The whole listing, exactly as given: write it out, leaving out each image.
◆ ◆ ◆ ◆ ◆ ◆ ◆
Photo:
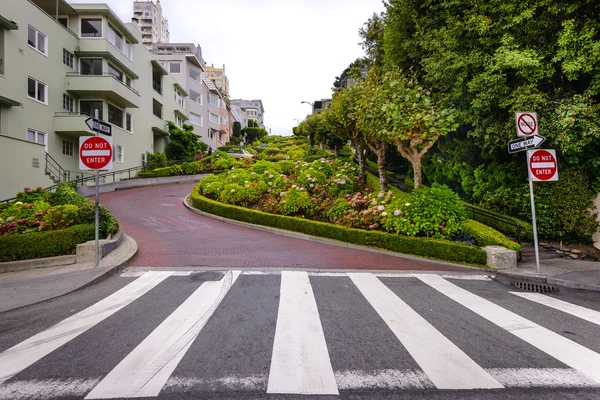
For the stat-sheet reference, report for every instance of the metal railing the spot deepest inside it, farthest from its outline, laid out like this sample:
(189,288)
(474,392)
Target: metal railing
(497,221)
◆ ◆ ◆ ◆ ◆ ◆ ◆
* _Your response_:
Photo:
For the stat-sheet reference, report for every instance of the metal railing the spot deepest inside it, farthest from its outline, laid out like this sample:
(189,288)
(474,392)
Target: metal railing
(497,221)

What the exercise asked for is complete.